§ **Extract to read**:
# Muzzle graying out?



## Deerboy's Momma (May 23, 2011)

Since I adopted Chip, he's had a lot of white ticking/graying on his muzzle that has constantly made strangers, trainers, and vets think he's actually sort of old. Because he is a rescue, no one really know how old he is...but he acts like a total puppy (enough that my boyfriend thinks he's still under two years old...). I've seen young dogs have some gray on their muzzles, or a few white hairs here and there, but Chip's is noticeable from a distance. 










They actually seem to be growing whiter- the gray was less noticeable when we first got him. Is this normal for his color, or could he actually be old...?


----------



## flippedstars (Dec 16, 2009)

I see a lot of them get it at 2-3 years old. It DOES make them look older, for sure! But its hard to ever tell "for sure" how old a dog is when it's rescued unless it came w/ a birthdate from previous owner.


----------



## bayoumah (Nov 30, 2010)

hi my buster has that too and hes 9 months so your chip may be younger than you think


----------



## tricializ (Jun 1, 2010)

Yep. Bruiser (the black dog in my siggy) is 7 now, but has had a lot of gray on his muzzle for years. People all think he's an old dog and he acts like it too.


----------



## Dragonfly (Jun 6, 2010)

When I got Shayley as a bitty puppy weeks old...she was all black with a bit of white tips on her two back feet and just a bit of white under her chin. Well that white under her chin came in quickly over the first year and then by time she was three she had a full beard lol Been that way every since! Now she's getting a bit more white everywhere because she's older! She's 8 1/2.


----------



## Deerboy's Momma (May 23, 2011)

This all really eases my mind...I was afraid Chip was actually getting old  I've had people tell me he has "old eyes", too, which wasn't helping anything 

I REALLY wish I could find the person who dumped him...#1 to tell them how foolish they are for letting such a great dog go, and #2 to ask them his birthday, LOL!


----------



## MChis (Oct 13, 2009)

§ **Data provided**:

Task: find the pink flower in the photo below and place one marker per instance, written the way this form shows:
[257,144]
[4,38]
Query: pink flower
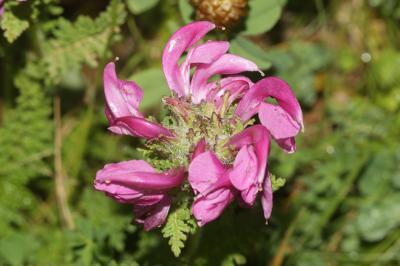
[209,179]
[137,183]
[207,136]
[250,167]
[122,108]
[284,121]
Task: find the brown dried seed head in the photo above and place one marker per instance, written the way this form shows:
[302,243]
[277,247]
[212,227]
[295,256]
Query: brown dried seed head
[225,13]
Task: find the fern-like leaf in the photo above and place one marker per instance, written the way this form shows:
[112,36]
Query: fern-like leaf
[13,26]
[177,228]
[81,42]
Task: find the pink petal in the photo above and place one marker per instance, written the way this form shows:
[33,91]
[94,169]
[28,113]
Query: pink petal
[244,174]
[266,198]
[279,123]
[270,87]
[244,171]
[288,145]
[203,54]
[137,175]
[179,42]
[200,148]
[258,137]
[208,208]
[119,192]
[140,127]
[122,97]
[204,171]
[152,216]
[225,65]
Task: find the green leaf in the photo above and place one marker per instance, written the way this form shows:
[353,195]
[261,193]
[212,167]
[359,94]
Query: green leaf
[234,259]
[263,15]
[13,26]
[178,226]
[186,10]
[153,84]
[277,182]
[140,6]
[83,42]
[377,220]
[247,49]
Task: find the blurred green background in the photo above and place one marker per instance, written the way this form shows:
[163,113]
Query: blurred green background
[340,204]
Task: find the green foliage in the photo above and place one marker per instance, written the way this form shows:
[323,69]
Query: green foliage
[178,226]
[277,182]
[337,203]
[153,84]
[263,15]
[298,65]
[84,41]
[140,6]
[13,26]
[251,51]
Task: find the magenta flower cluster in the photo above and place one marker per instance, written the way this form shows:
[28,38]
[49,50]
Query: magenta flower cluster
[214,182]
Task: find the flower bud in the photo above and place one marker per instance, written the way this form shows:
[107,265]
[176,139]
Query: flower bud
[225,13]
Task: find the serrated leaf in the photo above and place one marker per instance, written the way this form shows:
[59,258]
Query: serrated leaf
[140,6]
[83,42]
[263,15]
[13,26]
[186,10]
[277,182]
[177,228]
[377,220]
[153,84]
[247,49]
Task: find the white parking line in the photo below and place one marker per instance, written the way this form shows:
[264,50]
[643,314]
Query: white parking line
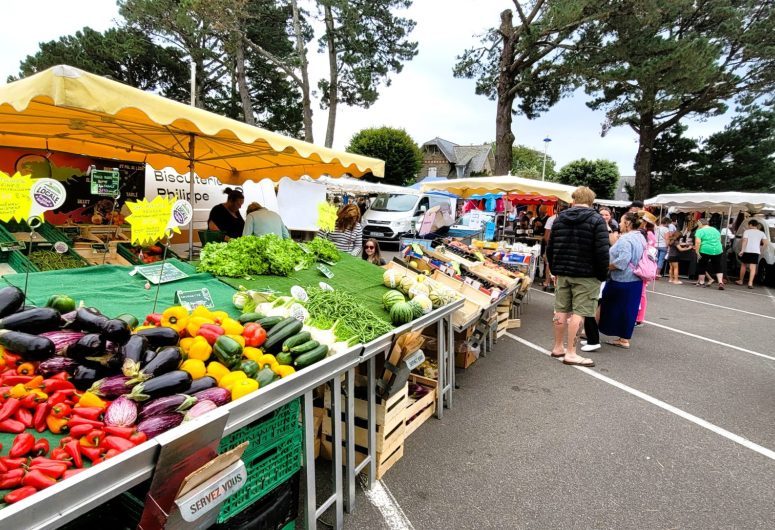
[706,339]
[383,500]
[661,404]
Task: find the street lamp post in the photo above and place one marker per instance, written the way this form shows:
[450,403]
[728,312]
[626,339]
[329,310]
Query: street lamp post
[546,145]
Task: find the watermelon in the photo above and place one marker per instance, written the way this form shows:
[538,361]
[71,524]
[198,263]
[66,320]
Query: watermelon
[391,298]
[401,313]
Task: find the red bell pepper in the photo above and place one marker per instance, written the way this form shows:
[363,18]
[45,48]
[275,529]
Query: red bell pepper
[10,406]
[39,418]
[19,494]
[210,332]
[254,334]
[22,445]
[24,416]
[12,426]
[11,479]
[38,480]
[119,444]
[40,448]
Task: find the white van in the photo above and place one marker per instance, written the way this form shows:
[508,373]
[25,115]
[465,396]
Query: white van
[392,215]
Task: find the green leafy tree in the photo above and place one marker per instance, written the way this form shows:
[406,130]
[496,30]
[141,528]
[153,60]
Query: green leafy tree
[522,62]
[124,54]
[599,175]
[402,156]
[660,61]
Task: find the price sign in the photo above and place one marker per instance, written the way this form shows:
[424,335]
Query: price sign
[195,298]
[105,182]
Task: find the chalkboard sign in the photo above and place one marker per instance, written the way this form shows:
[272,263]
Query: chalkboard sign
[195,298]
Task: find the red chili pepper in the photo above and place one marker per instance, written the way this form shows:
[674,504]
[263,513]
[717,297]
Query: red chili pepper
[138,438]
[54,384]
[24,416]
[11,479]
[39,418]
[61,410]
[93,439]
[119,444]
[19,494]
[12,426]
[40,448]
[74,451]
[92,453]
[22,445]
[9,407]
[89,413]
[121,432]
[80,430]
[38,480]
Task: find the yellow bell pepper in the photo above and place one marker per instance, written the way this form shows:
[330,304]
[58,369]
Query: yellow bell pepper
[228,380]
[231,326]
[243,387]
[195,322]
[175,317]
[283,370]
[217,371]
[200,349]
[185,344]
[254,354]
[194,367]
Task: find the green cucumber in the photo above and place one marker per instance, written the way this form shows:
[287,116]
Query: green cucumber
[311,357]
[274,343]
[307,346]
[297,339]
[250,317]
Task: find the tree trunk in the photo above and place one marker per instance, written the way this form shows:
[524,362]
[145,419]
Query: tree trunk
[504,137]
[306,101]
[333,73]
[242,84]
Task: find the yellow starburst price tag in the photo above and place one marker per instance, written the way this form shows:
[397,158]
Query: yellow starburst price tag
[150,221]
[326,216]
[15,197]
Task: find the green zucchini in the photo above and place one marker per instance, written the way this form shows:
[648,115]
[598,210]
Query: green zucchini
[305,347]
[275,341]
[250,317]
[311,357]
[299,338]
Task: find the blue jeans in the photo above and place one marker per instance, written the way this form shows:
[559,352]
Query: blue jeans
[661,254]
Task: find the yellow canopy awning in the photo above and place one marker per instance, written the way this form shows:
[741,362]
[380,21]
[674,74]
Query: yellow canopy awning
[66,109]
[480,185]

§ **Problems and tasks**:
A - In the muzzle-graying thread, how old is Buster, the dog bayoumah mentions?
B - Extend the forum thread about muzzle graying, picking up after its final line.

§ **Responses to the tasks**:
A - Nine months old.

B -
Yeah, it's definitely normal for darker dogs to start greying out early. I'm fortunate in Maxie has a white muzzle as it is--otherwise he'd probably look even older. LOL Here are his pics.... 

About 6mo old: (you can actually see he had a bit of tan on his muzzle that he no longer has)









Now--he turned 3 in March.


----------



## Dragonfly (Jun 6, 2010)

Thought I'd post a shot of Shayley too!

This is her as a bitty baby, you can see she only has the white on her chinny chin chin! lol









Quick enough, there it is spreading.









even more I think she had to be about 3 here. 









I truly love her white beard though, it is really hard to remember her without it lol 


​


----------



## Deerboy's Momma (May 23, 2011)

LOL OMG all of your chis are so stinking adorable!

I'm hoping it stops spreading...even though I think he'll still look cute, I don't won't him to have a little beard


----------



## Dragonfly (Jun 6, 2010)

Yeah I actually never thought of Shayley having a beard because I didn't really know it would spread that fast but like I said I honestly can't picture her without it now and I love it lol. Maybe your little cuties won't grow or show up as much as Shay's because she's black.


----------



## LittleLuxie (May 7, 2011)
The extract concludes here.